_DOCUMENT SEGMENT_
☆ ☆ ☆ ☆

Breast Cancer Prediction from Finite Needle Aspiration Data using ML
Abstract
Cancer is cancer that develops in cells of the breasts. It is the second most common cancer that diagnosed in women after skin cancer. About 1 in 8 women in the US will develop invasive breast cancer in their lifetime. (https://www.cdc.gov/cancer/breast/statistics/index.htm). About 85% of breast cancers occur in women who have no family history of breast cancer. These occur due to genetic mutations that happen because of the aging process and life in general, rather than inherited mutations.
Breast Cancer diagnosis involves biopsy of the sample from the suspected area. Fine needle biopsy is the standard type of biopsy procedure that is followed. It is carried out by removing the tissue from the suspected area using a fine needle. But, many of the cases, the result of the fine needle biopsy alone will not be sufficient to confirm whether the tumor is benign or malignant. The next level of diagnosis involves core needle biopsy or surgical biopsy. There are many drawbacks of core needle and surgical biopsies. These are more invasive techniques and often involves with the chances of infection and bruising. Surgical biopsy is having longer and more uncomfortable recovery time and often the amount of tissue removed can also change the look and feel of the breast.

☆ ☆ ☆ ☆

[Recorded data]
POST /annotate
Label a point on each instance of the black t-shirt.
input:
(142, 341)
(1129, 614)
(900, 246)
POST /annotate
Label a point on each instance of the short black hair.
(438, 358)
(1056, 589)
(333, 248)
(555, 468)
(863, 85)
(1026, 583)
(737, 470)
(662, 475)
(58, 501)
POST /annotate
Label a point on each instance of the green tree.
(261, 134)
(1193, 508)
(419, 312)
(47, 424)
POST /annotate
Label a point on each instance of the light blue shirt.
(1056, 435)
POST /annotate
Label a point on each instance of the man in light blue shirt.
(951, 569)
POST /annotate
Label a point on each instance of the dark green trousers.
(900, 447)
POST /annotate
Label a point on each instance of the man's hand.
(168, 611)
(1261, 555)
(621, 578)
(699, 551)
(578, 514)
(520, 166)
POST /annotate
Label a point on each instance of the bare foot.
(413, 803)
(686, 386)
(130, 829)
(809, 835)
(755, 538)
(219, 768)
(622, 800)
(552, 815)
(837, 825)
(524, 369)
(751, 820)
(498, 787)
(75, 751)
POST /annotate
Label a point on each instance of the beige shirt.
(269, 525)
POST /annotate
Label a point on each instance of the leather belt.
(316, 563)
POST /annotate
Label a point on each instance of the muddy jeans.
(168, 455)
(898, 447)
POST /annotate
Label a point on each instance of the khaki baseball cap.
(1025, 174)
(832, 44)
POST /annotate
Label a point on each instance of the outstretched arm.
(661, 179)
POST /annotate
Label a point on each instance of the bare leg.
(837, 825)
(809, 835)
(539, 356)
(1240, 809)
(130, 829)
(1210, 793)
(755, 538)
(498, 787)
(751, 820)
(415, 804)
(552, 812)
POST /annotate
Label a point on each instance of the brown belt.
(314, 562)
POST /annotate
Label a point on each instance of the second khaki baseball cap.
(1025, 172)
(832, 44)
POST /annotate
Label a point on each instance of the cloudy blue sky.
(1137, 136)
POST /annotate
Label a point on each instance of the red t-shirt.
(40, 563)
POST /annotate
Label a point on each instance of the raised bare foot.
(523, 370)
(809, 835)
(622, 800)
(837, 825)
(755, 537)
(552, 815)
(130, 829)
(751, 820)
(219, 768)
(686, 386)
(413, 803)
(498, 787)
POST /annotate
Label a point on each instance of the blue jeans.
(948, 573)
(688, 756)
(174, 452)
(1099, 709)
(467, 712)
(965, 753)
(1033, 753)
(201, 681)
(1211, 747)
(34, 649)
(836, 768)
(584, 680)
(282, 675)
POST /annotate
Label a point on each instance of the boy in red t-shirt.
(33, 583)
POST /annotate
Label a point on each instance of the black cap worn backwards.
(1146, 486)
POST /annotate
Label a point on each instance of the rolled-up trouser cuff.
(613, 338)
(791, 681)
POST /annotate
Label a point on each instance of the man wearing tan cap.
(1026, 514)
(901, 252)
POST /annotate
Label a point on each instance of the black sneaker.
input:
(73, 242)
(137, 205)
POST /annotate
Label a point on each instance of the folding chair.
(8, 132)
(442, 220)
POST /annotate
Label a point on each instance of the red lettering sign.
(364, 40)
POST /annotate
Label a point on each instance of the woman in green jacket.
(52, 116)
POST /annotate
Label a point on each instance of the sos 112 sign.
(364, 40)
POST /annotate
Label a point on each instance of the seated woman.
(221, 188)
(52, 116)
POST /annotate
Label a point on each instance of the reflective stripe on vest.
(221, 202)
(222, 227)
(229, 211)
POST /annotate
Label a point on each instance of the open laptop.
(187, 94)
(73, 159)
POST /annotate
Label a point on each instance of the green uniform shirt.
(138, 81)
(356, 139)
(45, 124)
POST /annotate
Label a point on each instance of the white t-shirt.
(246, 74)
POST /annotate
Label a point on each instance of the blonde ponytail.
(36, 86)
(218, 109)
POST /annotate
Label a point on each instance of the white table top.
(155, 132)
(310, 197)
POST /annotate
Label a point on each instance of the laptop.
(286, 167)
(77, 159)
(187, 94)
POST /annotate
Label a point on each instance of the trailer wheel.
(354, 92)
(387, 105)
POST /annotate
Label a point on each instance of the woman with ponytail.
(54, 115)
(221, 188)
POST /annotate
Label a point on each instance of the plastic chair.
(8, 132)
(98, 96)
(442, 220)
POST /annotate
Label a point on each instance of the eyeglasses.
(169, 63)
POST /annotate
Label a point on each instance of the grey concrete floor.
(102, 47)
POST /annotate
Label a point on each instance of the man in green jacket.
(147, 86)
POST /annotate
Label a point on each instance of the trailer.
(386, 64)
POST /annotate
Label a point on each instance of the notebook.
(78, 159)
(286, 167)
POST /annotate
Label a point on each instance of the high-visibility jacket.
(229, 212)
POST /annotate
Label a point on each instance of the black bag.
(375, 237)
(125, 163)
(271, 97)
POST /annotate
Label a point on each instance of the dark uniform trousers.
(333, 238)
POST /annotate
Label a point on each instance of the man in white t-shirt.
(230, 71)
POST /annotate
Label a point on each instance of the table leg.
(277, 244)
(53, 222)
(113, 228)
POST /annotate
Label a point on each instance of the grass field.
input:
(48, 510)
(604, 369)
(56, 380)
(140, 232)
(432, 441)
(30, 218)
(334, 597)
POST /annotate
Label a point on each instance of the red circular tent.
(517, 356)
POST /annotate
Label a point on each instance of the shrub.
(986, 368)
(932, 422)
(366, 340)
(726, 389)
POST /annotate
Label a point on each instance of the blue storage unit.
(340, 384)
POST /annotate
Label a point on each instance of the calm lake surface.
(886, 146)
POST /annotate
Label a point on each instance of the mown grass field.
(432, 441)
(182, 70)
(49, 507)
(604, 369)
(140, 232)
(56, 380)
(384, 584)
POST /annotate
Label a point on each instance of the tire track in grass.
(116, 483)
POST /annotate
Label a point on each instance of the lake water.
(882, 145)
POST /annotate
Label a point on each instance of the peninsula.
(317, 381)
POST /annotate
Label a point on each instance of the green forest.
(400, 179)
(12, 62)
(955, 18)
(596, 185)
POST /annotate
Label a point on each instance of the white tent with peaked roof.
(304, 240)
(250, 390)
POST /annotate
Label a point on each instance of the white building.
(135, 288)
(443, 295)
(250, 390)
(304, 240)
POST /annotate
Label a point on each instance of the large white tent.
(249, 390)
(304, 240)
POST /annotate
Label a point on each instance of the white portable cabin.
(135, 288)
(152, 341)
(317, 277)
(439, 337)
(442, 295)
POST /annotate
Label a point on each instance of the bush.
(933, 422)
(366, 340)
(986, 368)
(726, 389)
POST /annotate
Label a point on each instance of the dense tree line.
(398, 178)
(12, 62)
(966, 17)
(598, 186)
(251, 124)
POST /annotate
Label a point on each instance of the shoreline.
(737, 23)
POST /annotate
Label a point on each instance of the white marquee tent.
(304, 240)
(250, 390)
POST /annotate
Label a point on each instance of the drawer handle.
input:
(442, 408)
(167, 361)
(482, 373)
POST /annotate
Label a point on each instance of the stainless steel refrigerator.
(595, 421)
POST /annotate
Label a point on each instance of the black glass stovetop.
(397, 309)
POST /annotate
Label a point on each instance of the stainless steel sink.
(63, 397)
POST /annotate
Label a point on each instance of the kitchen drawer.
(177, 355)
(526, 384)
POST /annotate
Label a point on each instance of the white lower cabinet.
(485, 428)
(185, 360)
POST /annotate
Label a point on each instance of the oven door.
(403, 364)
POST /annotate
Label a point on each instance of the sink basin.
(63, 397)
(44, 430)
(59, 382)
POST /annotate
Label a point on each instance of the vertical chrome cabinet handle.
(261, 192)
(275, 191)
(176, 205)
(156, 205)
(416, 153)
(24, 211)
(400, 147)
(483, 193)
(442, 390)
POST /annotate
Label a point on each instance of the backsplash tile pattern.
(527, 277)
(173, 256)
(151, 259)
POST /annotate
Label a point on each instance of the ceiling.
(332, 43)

☆ ☆ ☆ ☆

_WHAT YOU WILL DO_
A - Name every type of biopsy that the breast cancer prediction text mentions.
B - Proceed with the breast cancer prediction text, starting after its final sentence.

_ANSWER SET_
A - Fine needle biopsy, core needle biopsy, surgical biopsy

B -
If we can predict whether a tumor is malignant or benign finite needle aspiration (FNA) data and identify the key attributes, then further complex diagnostic methods like surgical biopsy can be avoided. We have used the data available in Wisconsin breast cancer data set available in Kaggle for the analysis. We are applying standard Machine learning methods such as Logistic regression, Support Vector Machines, Decision trees on the data to get the insights and predict the type of cancer.
Presented and Published in: Proceedings of the Sixth International Conference on Business Analytics and Intelligence, December 2018, IISc, India.